* _Source text_
▶
2021 Design Studies Second Year MFA Exhibition

Work by Henry Obeng and Nora Renick Rinehart

May 8-May 22, 2021


Featuring handmade paper and quilted flannel, Design Studies MFA students Henry Obeng and Nora Renick Rinehart present new works for the Design Studies Second Year MFA Exhibition. Both virtual exhibits will be available at the links below by May 8, 2021, and are supported by the Design Studies Department and the Center for Design and Material Culture.


Henry Obeng: The Trail

Poster for Henry Obeng's exhibition featuring a deep cyanotype blue with barely visible text "The Trail"

Produced during the heightened isolation of the COVID pandemic, Henry Obeng considers his identity as an African (Ghanaian) in Wisconsin. In this position as a non-citizen, his personal life has been surveilled. Juxtaposing the documentation and personal data on Obeng collected by the U.S. government for his international student paperwork with imagery of plant specimens that have been collected outside the United States and are now housed in the UW-Madison Herbarium, The Trail aims to build a connection between the natural world and Obeng through hundreds of cyanotype images presented on handmade paper using pulp produced from recycled Wisconsin Badger cotton T-shirts. Inspired by the botanical history, land use, and plant ecologies that relate to us as citizens and noncitizens, this project imbeds personal details that are shared with the U.S. immigration and customs enforcement – information that enables a precise surveillance of movement – with evidence of plants that have been carried far from their natural home and held in UW-Madison collections.
◀
* _Things to do_
(a) Revise the exhibition text, beginning at "May 8-May 22, 2021" and stopping after "and Material Culture.", with "flannel" changed to "wool".
(b) Answer these questions from the exhibition text:
(i) What are the dates of the exhibition?
(ii) Where are the plant specimens in The Trail housed?
(iii) What was the pulp for the handmade paper produced from?
(c) Proceed with the exhibition text from where it stops.

Extracted records
▶
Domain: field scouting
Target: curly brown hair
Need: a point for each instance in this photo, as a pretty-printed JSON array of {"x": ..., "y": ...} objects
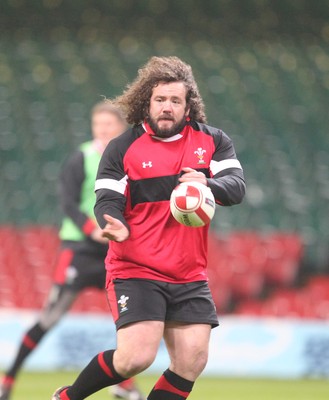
[{"x": 135, "y": 100}]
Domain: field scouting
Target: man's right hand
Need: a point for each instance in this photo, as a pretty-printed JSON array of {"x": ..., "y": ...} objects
[
  {"x": 97, "y": 236},
  {"x": 114, "y": 229}
]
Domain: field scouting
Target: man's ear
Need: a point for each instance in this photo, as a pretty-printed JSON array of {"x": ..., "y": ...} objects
[{"x": 187, "y": 112}]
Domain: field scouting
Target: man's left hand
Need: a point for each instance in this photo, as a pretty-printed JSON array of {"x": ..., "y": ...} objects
[{"x": 191, "y": 175}]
◀
* _Responses to the tasks_
(a)
May 8-May 22, 2021


Featuring handmade paper and quilted wool, Design Studies MFA students Henry Obeng and Nora Renick Rinehart present new works for the Design Studies Second Year MFA Exhibition. Both virtual exhibits will be available at the links below by May 8, 2021, and are supported by the Design Studies Department and the Center for Design and Material Culture.

(b)
(i) May 8 to May 22, 2021.
(ii) In the UW-Madison Herbarium.
(iii) Recycled Wisconsin Badger cotton T-shirts.

(c)
Nora Renick Rinehart: Flannel Futures

poster for Nora Renick Rinehart's exhibition Flannel Futures with pink and blue u-forms

Flannel Futures features textile and printmaking work that operate within the fields of queer abstraction and queer futurism to explore the reflections and refractions between the past, present and future. By combining traditional quilting techniques with the language of queer fashion, Rinehart’s works engage the contradiction between the mundanity of the iconic lesbian flannel shirt and the gay bravado of fringe and piping. These elements evoke memories of the bodies, both real and imagined, the materials were intended for. While using recycled materials to make quilts is not new, Rinehart’s fabric pieces break as many rules as they follow: inviting motion, glitter, glam, and shapes that not only break the rectangular mold but push away from the wall in increasingly dimensional acts of defiance. Flannel Futures inquires into the making of memory, questions the perseverance of tradition versus the conjuring of new normals, and wonders how we will commemorate that which we have used to commemorate our own past from the vantage point of the future.